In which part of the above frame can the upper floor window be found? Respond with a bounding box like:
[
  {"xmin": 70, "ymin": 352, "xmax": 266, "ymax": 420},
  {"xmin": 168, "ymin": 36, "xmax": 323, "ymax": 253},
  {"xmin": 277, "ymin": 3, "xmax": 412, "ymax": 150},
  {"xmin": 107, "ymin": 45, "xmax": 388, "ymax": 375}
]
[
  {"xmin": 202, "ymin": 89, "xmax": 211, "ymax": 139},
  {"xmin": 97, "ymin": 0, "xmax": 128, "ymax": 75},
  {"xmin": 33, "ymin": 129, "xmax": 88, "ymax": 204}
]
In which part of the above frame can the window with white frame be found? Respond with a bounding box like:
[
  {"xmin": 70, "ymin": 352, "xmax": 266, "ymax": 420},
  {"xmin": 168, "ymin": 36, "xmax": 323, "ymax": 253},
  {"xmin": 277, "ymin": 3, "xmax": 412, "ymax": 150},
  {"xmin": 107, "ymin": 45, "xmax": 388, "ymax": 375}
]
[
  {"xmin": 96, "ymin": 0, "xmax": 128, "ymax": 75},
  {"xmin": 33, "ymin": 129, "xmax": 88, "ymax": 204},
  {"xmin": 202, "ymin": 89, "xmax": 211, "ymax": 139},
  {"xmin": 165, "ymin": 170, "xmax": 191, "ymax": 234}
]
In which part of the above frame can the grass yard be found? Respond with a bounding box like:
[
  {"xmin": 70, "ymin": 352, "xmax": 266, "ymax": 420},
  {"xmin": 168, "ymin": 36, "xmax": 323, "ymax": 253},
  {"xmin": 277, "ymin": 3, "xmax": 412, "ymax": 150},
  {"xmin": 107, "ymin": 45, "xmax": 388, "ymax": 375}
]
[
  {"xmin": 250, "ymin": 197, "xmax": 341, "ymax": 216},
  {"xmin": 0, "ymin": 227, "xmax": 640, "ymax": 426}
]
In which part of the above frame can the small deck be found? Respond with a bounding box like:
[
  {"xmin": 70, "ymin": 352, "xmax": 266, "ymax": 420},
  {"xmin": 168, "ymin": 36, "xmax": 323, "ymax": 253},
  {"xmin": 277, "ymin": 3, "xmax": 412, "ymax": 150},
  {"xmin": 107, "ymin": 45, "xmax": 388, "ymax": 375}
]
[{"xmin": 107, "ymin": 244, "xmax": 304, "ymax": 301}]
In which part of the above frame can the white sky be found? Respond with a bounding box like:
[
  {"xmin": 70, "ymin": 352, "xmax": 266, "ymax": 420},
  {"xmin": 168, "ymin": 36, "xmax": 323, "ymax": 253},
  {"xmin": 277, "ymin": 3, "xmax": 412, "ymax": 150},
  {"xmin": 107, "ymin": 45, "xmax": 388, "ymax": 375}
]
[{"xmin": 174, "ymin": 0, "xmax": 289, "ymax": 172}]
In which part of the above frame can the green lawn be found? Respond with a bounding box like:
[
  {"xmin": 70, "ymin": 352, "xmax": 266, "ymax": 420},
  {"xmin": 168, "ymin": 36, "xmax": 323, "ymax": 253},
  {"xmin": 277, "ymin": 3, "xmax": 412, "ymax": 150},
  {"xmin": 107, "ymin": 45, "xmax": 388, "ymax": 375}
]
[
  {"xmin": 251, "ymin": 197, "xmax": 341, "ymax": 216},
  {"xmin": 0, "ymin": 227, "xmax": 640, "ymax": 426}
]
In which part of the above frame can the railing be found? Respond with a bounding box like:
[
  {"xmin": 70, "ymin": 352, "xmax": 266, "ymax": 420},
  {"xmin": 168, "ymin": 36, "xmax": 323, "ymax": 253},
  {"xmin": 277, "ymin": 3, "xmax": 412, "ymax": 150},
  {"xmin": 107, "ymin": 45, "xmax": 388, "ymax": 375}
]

——————————

- EXERCISE DESCRIPTION
Quote every row above verbatim, keeping the original wording, spacing, and punctuation unchanged.

- RESULT OF THIS TASK
In which part of the above frame can the upper floor window be found? Respond with a bounding box like:
[
  {"xmin": 70, "ymin": 352, "xmax": 266, "ymax": 420},
  {"xmin": 168, "ymin": 36, "xmax": 323, "ymax": 253},
  {"xmin": 277, "ymin": 3, "xmax": 412, "ymax": 150},
  {"xmin": 107, "ymin": 45, "xmax": 388, "ymax": 375}
]
[
  {"xmin": 202, "ymin": 89, "xmax": 211, "ymax": 139},
  {"xmin": 97, "ymin": 0, "xmax": 128, "ymax": 75},
  {"xmin": 33, "ymin": 129, "xmax": 88, "ymax": 204}
]
In which part of the above frame can the window with white frame be found? Respond with a bounding box like:
[
  {"xmin": 70, "ymin": 352, "xmax": 266, "ymax": 420},
  {"xmin": 168, "ymin": 36, "xmax": 323, "ymax": 253},
  {"xmin": 277, "ymin": 3, "xmax": 412, "ymax": 150},
  {"xmin": 107, "ymin": 45, "xmax": 388, "ymax": 375}
]
[
  {"xmin": 96, "ymin": 0, "xmax": 128, "ymax": 75},
  {"xmin": 33, "ymin": 129, "xmax": 88, "ymax": 204},
  {"xmin": 202, "ymin": 89, "xmax": 211, "ymax": 139},
  {"xmin": 165, "ymin": 170, "xmax": 191, "ymax": 234}
]
In which part of the above frame can the grass yard be found? Respond with a bounding box like:
[
  {"xmin": 70, "ymin": 352, "xmax": 266, "ymax": 420},
  {"xmin": 168, "ymin": 36, "xmax": 323, "ymax": 253},
  {"xmin": 277, "ymin": 3, "xmax": 412, "ymax": 150},
  {"xmin": 107, "ymin": 45, "xmax": 388, "ymax": 375}
]
[
  {"xmin": 250, "ymin": 197, "xmax": 341, "ymax": 216},
  {"xmin": 0, "ymin": 227, "xmax": 640, "ymax": 426}
]
In which part of the above frame can the small deck be found? Respond with a bounding box like:
[
  {"xmin": 70, "ymin": 352, "xmax": 266, "ymax": 420},
  {"xmin": 168, "ymin": 36, "xmax": 323, "ymax": 253},
  {"xmin": 277, "ymin": 3, "xmax": 412, "ymax": 150},
  {"xmin": 107, "ymin": 45, "xmax": 388, "ymax": 375}
]
[{"xmin": 107, "ymin": 244, "xmax": 304, "ymax": 301}]
In which part of the above frame can the white sky be found? Respond with a bounding box like:
[
  {"xmin": 70, "ymin": 352, "xmax": 266, "ymax": 420},
  {"xmin": 168, "ymin": 36, "xmax": 323, "ymax": 253},
  {"xmin": 277, "ymin": 3, "xmax": 412, "ymax": 150},
  {"xmin": 107, "ymin": 45, "xmax": 388, "ymax": 375}
]
[{"xmin": 174, "ymin": 0, "xmax": 289, "ymax": 172}]
In which part of the above frame can the green lawn be found? Respond with a bounding box like:
[
  {"xmin": 70, "ymin": 352, "xmax": 266, "ymax": 420},
  {"xmin": 168, "ymin": 36, "xmax": 323, "ymax": 253},
  {"xmin": 277, "ymin": 3, "xmax": 412, "ymax": 150},
  {"xmin": 107, "ymin": 45, "xmax": 388, "ymax": 375}
]
[
  {"xmin": 251, "ymin": 197, "xmax": 341, "ymax": 216},
  {"xmin": 0, "ymin": 227, "xmax": 640, "ymax": 426}
]
In which part of the above frame can the railing be found? Respond with a bounding box like:
[
  {"xmin": 70, "ymin": 352, "xmax": 266, "ymax": 420},
  {"xmin": 168, "ymin": 36, "xmax": 323, "ymax": 253},
  {"xmin": 277, "ymin": 3, "xmax": 412, "ymax": 150},
  {"xmin": 107, "ymin": 45, "xmax": 388, "ymax": 375}
]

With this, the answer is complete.